This thread opens with a sincere interest in any and all respondents with perspectives on how to deal with serious personal/professional adversity.

I've enjoyed my 7 months hob-nobbing with my fellow UM-ers and, despite some sarcastic remarks on my part here and there, have genuinely appreciated the wide variety of views presented and the willingness to share heartfelt experiences and concerns.

So I write this with some trepidation, worried that it may sound self-pitying or self-absorbed. I have endured underemployment for 7 years, but have survived. Then my wife lost her job, and half of my p/t income went to health insurance alone. Most recently, I screwed up personally and experienced the legal consequences of an unwise driving decision (in New York State my fines and fees will be in the thousands).

Most of my life I have had a strong personal faith, and have expressed it as a (previously full-time) pastor in my particular liberal Protestant tradition; this has been my "call," my only significant vocation/occupation.

AVAILABLE DATA
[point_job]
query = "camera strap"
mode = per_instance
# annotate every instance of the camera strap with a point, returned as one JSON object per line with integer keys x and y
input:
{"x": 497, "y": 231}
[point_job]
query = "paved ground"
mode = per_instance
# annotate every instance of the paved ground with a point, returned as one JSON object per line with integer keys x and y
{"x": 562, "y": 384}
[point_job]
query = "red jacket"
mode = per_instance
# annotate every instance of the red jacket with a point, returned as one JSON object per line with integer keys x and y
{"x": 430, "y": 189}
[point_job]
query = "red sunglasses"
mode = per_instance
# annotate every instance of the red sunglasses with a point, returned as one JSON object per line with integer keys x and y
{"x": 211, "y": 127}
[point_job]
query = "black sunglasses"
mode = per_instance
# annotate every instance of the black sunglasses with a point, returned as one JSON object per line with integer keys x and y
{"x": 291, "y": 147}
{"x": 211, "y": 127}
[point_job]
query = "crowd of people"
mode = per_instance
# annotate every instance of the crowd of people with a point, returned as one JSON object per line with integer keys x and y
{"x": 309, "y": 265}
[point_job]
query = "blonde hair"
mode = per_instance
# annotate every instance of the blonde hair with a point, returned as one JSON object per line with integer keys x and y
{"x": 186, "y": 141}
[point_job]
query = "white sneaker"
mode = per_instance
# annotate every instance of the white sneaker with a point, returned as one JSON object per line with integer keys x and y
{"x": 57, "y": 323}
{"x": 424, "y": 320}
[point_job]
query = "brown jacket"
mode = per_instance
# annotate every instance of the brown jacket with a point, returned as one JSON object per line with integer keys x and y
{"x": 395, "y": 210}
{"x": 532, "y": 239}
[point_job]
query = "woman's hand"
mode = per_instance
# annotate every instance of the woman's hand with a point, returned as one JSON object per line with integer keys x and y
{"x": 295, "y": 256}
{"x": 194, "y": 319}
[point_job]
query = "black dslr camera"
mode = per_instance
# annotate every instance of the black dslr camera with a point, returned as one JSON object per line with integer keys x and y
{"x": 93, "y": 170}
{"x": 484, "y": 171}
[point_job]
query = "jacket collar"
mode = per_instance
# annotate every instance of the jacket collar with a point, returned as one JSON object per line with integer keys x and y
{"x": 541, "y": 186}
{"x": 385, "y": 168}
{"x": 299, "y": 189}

WORK ORDER A
Decide whether each statement agrees with the post about adversity, answering yes or no and quoting the words that settle it. (i) The writer has been underemployed for seven years. (ii) The writer's wife recently found a new job. (iii) Half of the writer's part-time income went to health insurance.
WORK ORDER B
In the post about adversity, where will the writer's fines and fees be in the thousands?
The rows have nothing to do with this.

EXPECTED OUTPUT A
(i) Yes: "I have endured underemployment for 7 years"
(ii) No: "Then my wife lost her job"
(iii) Yes: "half of my p/t income went to health insurance alone"

EXPECTED OUTPUT B
In New York State.